**Task description**
Copy each line below that includes "tree".

Region pointing data:
------------------------------------------------

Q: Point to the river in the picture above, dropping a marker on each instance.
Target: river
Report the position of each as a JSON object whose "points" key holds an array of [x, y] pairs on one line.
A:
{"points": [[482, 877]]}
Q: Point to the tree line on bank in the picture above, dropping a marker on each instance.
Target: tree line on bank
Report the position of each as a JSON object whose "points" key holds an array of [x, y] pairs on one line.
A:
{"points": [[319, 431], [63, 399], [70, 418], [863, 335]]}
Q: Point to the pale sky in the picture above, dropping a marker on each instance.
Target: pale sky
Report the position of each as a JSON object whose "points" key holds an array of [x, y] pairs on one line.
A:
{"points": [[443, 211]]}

------------------------------------------------

**Exercise result**
Q: Point to the tree line on bank in the picture above, dropping a marker on each instance.
Target: tree line on bank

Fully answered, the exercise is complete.